• **Assignment**:
Write out exactly the lines below that run from the line containing "Please pin the flaking" through the last line of the records.

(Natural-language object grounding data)
BEGIN

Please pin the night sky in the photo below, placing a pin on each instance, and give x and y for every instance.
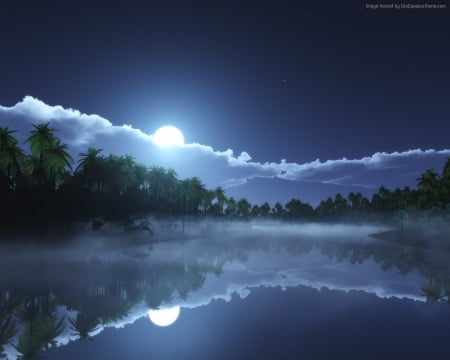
(293, 80)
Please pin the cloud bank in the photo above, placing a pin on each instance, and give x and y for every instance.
(215, 167)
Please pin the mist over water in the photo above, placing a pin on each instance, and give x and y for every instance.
(209, 260)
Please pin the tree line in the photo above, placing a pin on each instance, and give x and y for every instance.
(46, 185)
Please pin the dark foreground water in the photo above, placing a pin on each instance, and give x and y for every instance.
(236, 291)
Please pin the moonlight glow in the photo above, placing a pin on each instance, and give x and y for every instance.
(164, 317)
(168, 136)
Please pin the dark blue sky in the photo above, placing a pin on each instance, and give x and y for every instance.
(298, 80)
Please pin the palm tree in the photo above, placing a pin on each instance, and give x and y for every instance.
(157, 177)
(445, 182)
(84, 325)
(219, 195)
(57, 159)
(91, 165)
(428, 188)
(243, 208)
(11, 158)
(231, 207)
(40, 140)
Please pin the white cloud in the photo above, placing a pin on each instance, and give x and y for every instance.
(215, 167)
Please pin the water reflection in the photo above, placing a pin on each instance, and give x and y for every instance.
(53, 297)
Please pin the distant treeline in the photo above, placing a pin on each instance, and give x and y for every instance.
(46, 186)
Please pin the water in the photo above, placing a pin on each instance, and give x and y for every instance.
(241, 291)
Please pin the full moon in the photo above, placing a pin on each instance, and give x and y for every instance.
(164, 317)
(168, 136)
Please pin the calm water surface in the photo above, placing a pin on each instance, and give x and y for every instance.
(227, 291)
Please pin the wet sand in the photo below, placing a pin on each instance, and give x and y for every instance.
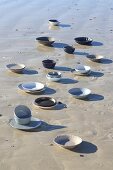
(21, 22)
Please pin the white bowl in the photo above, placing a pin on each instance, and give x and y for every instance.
(82, 69)
(53, 77)
(67, 141)
(17, 68)
(80, 93)
(33, 86)
(22, 115)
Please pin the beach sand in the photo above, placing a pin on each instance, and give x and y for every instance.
(21, 21)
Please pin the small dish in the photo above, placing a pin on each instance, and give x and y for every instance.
(80, 93)
(33, 86)
(45, 102)
(82, 70)
(47, 41)
(67, 141)
(53, 22)
(69, 49)
(50, 64)
(83, 40)
(54, 76)
(17, 68)
(95, 58)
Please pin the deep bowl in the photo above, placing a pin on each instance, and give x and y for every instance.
(95, 58)
(69, 49)
(17, 68)
(48, 41)
(45, 102)
(68, 141)
(53, 22)
(80, 93)
(50, 64)
(22, 115)
(83, 40)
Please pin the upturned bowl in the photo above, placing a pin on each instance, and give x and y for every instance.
(83, 40)
(50, 64)
(69, 49)
(47, 41)
(67, 141)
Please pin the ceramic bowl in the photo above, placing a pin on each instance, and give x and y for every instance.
(69, 49)
(48, 41)
(17, 68)
(45, 102)
(50, 64)
(22, 115)
(33, 86)
(81, 69)
(53, 22)
(80, 93)
(67, 141)
(95, 58)
(54, 76)
(84, 40)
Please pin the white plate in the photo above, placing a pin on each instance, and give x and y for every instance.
(32, 92)
(34, 123)
(33, 86)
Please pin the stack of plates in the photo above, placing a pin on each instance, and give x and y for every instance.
(32, 87)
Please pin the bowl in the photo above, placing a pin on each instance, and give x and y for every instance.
(95, 58)
(81, 69)
(80, 93)
(83, 40)
(50, 64)
(69, 49)
(22, 115)
(54, 76)
(48, 41)
(45, 102)
(17, 68)
(53, 22)
(33, 86)
(67, 141)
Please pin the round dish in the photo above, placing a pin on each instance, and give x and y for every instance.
(54, 76)
(34, 123)
(69, 49)
(67, 141)
(17, 68)
(33, 86)
(48, 41)
(95, 58)
(83, 40)
(80, 93)
(50, 64)
(45, 102)
(53, 22)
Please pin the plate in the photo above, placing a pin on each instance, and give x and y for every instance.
(34, 123)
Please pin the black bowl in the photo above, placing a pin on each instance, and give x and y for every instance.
(69, 49)
(83, 40)
(49, 63)
(48, 41)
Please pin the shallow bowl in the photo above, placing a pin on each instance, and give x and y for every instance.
(80, 93)
(83, 40)
(17, 68)
(67, 141)
(48, 41)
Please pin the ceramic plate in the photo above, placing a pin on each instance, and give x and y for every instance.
(34, 123)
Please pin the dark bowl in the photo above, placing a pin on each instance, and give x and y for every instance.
(83, 40)
(69, 49)
(48, 41)
(45, 102)
(50, 64)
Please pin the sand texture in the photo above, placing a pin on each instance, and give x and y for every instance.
(21, 21)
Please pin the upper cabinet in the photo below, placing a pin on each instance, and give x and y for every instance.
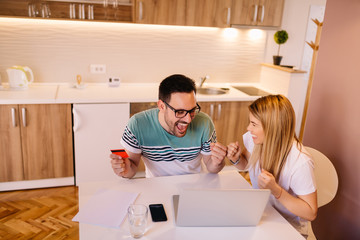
(257, 12)
(209, 13)
(166, 12)
(106, 10)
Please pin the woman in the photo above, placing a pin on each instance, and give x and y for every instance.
(276, 160)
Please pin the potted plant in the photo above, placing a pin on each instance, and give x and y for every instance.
(280, 37)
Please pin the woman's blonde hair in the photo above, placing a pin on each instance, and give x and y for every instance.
(277, 118)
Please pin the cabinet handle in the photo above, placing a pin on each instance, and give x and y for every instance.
(13, 116)
(255, 13)
(76, 120)
(23, 113)
(262, 13)
(228, 17)
(140, 10)
(219, 111)
(211, 110)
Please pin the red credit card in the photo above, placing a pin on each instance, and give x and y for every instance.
(121, 152)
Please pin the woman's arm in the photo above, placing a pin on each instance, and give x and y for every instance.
(304, 206)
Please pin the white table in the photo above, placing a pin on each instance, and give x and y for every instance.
(160, 190)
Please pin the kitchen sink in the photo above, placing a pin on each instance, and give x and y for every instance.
(211, 90)
(252, 91)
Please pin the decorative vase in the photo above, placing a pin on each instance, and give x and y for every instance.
(277, 59)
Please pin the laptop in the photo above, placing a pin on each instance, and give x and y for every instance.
(219, 207)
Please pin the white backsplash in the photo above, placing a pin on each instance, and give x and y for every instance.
(57, 51)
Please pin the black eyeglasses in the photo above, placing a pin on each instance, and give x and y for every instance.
(180, 113)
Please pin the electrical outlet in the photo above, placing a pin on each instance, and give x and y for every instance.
(98, 68)
(114, 81)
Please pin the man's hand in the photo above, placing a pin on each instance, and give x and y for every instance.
(218, 153)
(120, 165)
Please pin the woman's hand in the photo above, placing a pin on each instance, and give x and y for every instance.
(233, 151)
(120, 165)
(267, 181)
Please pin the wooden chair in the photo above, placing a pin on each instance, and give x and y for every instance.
(326, 181)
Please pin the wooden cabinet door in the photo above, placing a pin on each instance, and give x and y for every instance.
(270, 13)
(46, 132)
(210, 13)
(167, 12)
(11, 165)
(257, 12)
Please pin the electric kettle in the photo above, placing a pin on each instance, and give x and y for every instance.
(19, 77)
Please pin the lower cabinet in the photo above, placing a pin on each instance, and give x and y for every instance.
(230, 119)
(97, 129)
(35, 143)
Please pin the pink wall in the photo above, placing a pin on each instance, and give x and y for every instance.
(333, 121)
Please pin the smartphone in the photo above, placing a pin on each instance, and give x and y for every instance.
(157, 212)
(121, 152)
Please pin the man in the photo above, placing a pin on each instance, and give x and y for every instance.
(172, 138)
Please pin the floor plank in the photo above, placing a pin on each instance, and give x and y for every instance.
(39, 214)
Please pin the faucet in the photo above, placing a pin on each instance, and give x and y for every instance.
(203, 79)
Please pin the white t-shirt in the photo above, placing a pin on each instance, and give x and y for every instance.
(297, 178)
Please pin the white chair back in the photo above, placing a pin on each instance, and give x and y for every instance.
(325, 175)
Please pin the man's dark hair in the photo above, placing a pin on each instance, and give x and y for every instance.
(173, 84)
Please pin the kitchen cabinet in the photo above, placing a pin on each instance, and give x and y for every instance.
(97, 129)
(257, 12)
(209, 13)
(230, 119)
(166, 12)
(36, 142)
(77, 9)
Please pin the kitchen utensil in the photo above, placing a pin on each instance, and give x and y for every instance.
(20, 77)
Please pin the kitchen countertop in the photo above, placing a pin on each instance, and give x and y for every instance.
(43, 93)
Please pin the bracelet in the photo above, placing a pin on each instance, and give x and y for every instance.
(236, 162)
(279, 194)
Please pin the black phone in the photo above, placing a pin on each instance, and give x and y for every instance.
(157, 212)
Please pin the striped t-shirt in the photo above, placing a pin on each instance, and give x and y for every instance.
(165, 154)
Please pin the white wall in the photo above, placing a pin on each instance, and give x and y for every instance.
(295, 22)
(59, 50)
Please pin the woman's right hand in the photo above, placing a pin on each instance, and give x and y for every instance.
(234, 151)
(120, 165)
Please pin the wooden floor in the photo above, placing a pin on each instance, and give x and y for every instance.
(39, 214)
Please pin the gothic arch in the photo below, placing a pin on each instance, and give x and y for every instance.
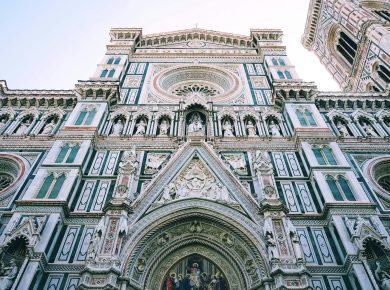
(155, 241)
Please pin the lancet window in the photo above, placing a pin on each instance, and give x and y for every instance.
(51, 185)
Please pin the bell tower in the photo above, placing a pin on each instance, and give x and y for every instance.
(352, 39)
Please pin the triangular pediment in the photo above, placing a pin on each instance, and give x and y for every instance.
(195, 172)
(196, 181)
(195, 38)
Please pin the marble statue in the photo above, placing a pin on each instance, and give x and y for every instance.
(195, 124)
(8, 277)
(164, 127)
(251, 129)
(3, 122)
(343, 130)
(382, 277)
(48, 128)
(369, 130)
(141, 128)
(117, 128)
(274, 129)
(23, 128)
(227, 129)
(129, 163)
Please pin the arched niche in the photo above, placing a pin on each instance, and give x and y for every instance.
(195, 121)
(231, 243)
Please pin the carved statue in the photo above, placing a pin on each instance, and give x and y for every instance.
(367, 127)
(237, 161)
(8, 277)
(227, 129)
(154, 161)
(262, 163)
(48, 128)
(195, 124)
(251, 129)
(3, 122)
(274, 129)
(129, 163)
(93, 246)
(164, 127)
(271, 247)
(292, 232)
(117, 129)
(141, 128)
(382, 277)
(169, 193)
(23, 127)
(343, 130)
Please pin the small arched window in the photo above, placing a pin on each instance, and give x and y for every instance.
(324, 156)
(384, 73)
(281, 75)
(67, 153)
(383, 14)
(340, 188)
(288, 74)
(85, 117)
(51, 186)
(104, 73)
(111, 74)
(346, 47)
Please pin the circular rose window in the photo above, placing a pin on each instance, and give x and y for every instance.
(377, 171)
(382, 174)
(11, 170)
(196, 81)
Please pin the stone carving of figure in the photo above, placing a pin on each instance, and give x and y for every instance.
(93, 246)
(382, 277)
(369, 130)
(3, 122)
(223, 193)
(269, 239)
(129, 162)
(48, 128)
(169, 193)
(343, 130)
(195, 124)
(274, 129)
(141, 128)
(292, 232)
(164, 127)
(262, 164)
(227, 129)
(9, 275)
(195, 279)
(251, 129)
(117, 129)
(24, 125)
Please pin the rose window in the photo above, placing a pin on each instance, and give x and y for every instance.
(196, 82)
(381, 174)
(10, 172)
(188, 90)
(5, 180)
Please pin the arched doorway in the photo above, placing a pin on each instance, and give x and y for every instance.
(223, 246)
(195, 272)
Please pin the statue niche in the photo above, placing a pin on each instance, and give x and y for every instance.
(11, 260)
(196, 124)
(195, 273)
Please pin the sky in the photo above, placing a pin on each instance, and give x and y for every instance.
(52, 44)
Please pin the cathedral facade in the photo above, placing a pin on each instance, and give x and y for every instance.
(198, 160)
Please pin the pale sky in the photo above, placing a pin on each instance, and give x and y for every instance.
(52, 44)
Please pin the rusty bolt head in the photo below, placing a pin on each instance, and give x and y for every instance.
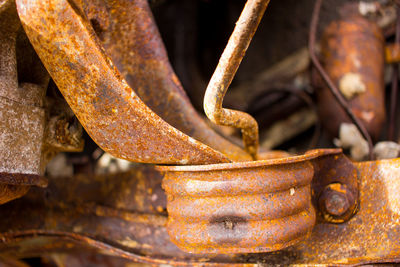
(336, 200)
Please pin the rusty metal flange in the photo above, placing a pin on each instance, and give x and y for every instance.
(245, 207)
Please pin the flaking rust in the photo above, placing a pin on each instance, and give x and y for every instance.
(110, 111)
(247, 207)
(352, 53)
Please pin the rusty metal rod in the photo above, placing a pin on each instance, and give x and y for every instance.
(331, 85)
(395, 82)
(228, 64)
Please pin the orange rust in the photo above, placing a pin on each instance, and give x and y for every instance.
(392, 53)
(228, 64)
(244, 207)
(110, 111)
(371, 236)
(130, 37)
(352, 53)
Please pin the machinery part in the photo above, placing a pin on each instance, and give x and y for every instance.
(335, 175)
(130, 37)
(395, 82)
(354, 46)
(334, 93)
(228, 64)
(21, 113)
(392, 53)
(336, 200)
(109, 110)
(53, 223)
(247, 207)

END

• **Output**:
Please pin the flaking rust in the photo above, placing a pin on each instance, and give x and y for every instance.
(110, 111)
(247, 207)
(352, 53)
Please pin the rusty metal rod in the photo above, placing a pin on each instance, and give x and y for every instance.
(331, 85)
(395, 82)
(228, 64)
Please pin the orange rust in the photo above, placing a pin on each instance, and give x and y for every instance.
(392, 53)
(228, 64)
(244, 207)
(110, 111)
(371, 236)
(130, 37)
(352, 53)
Please pin the machinery part in the photo above, placing a pin on each instance, and give x and y for every instance.
(335, 175)
(130, 37)
(395, 82)
(354, 46)
(334, 93)
(228, 64)
(21, 113)
(392, 53)
(336, 200)
(109, 110)
(53, 223)
(247, 207)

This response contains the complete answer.